**Reading text**
- - - - -
On 6/13/07, [EMAIL PROTECTED] <[EMAIL PROTECTED]> wrote:
>
> >
> > Some of my coworkers had the same needs of Gaetan... And while I
> > understand your solution, I figure out if SA could have it natively
> > (detecting the presence of a dictionary)...
> >
> > Somethink like:
> >
> >
> > query.get(dict(columnB='foo', columnA='bar')
> > Lazy programmers are the best ones...  :)
>
> why not query.get(**dict(columnB='foo', columnA='bar')) ?
> it should work as is..

No, it doesn't...  :/

I have the following code:

duplicata_table = Table('DUPLICATA', metadata,
    Column('dpl_loja', String(2), primary_key=True),
    Column('dpl_id', Integer, Sequence('gen_dpl_id'), primary_key=True),
    # other columns
    )

mapper(Duplicata, duplicata_table, properties={
    'loja': duplicata_table.c.dpl_loja,
    'id': duplicata_table.c.dpl_id,
    # other proprerties
    })
- - - - -
**Supplied data**
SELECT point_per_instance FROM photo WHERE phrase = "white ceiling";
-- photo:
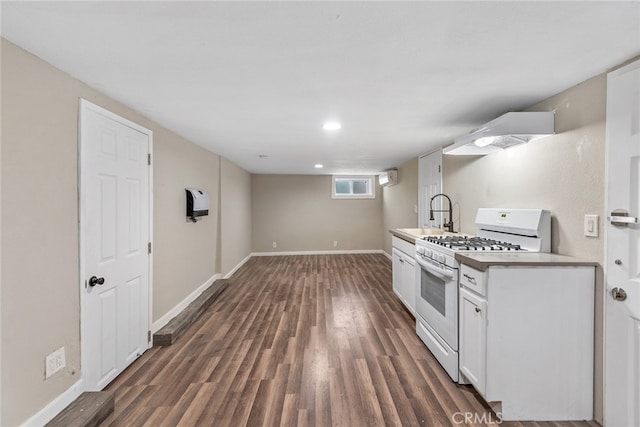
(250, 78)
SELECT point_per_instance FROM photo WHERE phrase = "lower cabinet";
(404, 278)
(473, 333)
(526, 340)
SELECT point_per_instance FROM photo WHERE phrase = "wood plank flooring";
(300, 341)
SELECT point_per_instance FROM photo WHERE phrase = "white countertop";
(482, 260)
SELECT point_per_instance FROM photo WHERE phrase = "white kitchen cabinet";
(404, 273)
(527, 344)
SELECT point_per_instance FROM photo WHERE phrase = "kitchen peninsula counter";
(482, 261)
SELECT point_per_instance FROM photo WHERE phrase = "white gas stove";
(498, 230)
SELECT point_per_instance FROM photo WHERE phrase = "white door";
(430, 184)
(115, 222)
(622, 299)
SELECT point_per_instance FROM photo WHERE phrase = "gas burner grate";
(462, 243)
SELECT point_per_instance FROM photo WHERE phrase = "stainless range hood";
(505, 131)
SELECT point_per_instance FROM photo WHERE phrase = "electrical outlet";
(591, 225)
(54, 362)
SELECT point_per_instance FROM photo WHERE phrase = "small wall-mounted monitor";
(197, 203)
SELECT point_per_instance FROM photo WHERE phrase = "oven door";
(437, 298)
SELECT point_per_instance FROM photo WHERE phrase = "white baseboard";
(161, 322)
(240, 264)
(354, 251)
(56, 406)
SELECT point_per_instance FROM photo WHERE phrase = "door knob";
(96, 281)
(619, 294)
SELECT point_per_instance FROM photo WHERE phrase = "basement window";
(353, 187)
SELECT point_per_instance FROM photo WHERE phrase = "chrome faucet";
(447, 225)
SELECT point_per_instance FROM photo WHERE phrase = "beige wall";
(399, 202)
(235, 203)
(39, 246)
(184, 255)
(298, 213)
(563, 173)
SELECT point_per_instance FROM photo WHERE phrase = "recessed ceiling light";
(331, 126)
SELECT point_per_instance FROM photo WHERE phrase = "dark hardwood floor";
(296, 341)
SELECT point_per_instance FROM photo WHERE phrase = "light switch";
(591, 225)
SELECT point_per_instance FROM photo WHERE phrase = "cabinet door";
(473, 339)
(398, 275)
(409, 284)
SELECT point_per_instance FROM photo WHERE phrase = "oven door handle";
- - - - -
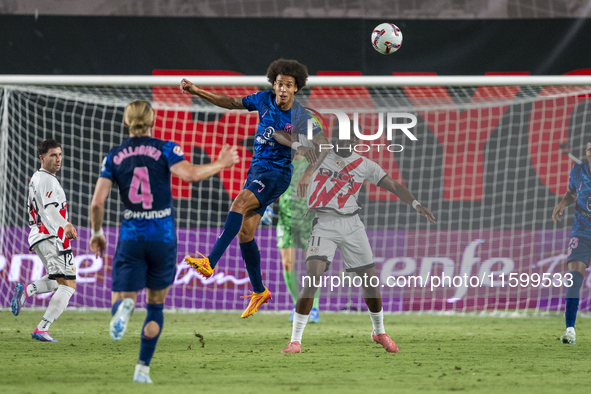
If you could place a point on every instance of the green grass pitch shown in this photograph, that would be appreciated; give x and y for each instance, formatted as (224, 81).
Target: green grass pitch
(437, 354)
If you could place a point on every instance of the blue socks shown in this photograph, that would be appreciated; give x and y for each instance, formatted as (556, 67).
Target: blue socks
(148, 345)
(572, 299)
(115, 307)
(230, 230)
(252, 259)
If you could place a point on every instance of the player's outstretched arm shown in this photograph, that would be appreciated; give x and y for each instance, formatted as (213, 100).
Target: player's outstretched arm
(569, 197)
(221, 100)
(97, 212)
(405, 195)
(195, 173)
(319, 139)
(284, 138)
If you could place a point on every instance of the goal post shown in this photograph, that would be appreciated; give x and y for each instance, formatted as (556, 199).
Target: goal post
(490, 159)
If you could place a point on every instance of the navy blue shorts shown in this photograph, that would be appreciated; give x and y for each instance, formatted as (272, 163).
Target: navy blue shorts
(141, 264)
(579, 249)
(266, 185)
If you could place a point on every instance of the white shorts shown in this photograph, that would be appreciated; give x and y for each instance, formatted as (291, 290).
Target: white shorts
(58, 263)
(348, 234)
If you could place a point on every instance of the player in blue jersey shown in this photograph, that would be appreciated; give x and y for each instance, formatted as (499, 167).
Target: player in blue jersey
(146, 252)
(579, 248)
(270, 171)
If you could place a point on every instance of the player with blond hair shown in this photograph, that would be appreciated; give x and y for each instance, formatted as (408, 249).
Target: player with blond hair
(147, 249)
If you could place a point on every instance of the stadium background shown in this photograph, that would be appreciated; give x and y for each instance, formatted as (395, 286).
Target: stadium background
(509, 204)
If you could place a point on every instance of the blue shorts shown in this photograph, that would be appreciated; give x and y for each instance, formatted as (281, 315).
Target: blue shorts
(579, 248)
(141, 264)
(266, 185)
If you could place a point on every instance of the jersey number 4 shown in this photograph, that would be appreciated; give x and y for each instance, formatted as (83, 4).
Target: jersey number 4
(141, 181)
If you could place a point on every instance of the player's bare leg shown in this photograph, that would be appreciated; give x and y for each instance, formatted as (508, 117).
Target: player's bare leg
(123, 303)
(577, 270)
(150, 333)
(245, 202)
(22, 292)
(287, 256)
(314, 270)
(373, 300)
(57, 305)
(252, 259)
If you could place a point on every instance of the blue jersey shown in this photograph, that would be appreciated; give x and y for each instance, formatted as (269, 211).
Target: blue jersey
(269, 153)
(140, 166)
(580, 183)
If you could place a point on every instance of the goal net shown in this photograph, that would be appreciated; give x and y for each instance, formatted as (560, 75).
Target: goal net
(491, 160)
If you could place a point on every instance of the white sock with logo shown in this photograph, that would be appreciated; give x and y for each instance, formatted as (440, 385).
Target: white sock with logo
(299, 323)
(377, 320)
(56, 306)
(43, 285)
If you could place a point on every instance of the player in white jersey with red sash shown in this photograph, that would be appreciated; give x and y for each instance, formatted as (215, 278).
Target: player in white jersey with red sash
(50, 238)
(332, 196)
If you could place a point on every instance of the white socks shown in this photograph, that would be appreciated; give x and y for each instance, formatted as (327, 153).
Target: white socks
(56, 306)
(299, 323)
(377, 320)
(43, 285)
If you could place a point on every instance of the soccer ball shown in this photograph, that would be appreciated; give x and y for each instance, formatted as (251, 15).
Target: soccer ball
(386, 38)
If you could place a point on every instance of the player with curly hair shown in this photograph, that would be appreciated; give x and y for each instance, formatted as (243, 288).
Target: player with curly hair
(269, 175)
- - - - -
**Short problem 1**
Translate this sentence from the message into Spanish: "Lazy programmers are the best ones..."
**Short problem 2**
Answer these questions from the message:
(a) What name is given to the table passed to Table?
(b) What sequence name is given for the column dpl_id?
(c) Which property name is mapped to duplicata_table.c.dpl_loja?
**Short problem 3**
Decide whether each statement agrees with the message. Answer yes or no, and quote the words that decide it.
(a) The column dpl_loja is a primary key.
(b) The reply confirms that query.get(**dict(columnB='foo', columnA='bar')) works.
(c) The column dpl_id is defined with the String type.

**Exercise result 1**
Los programadores perezosos son los mejores...

**Exercise result 2**
(a) DUPLICATA
(b) gen_dpl_id
(c) loja

**Exercise result 3**
(a) Yes: "Column('dpl_loja', String(2), primary_key=True)"
(b) No: "No, it doesn't..."
(c) No: "Column('dpl_id', Integer, Sequence('gen_dpl_id'), primary_key=True)"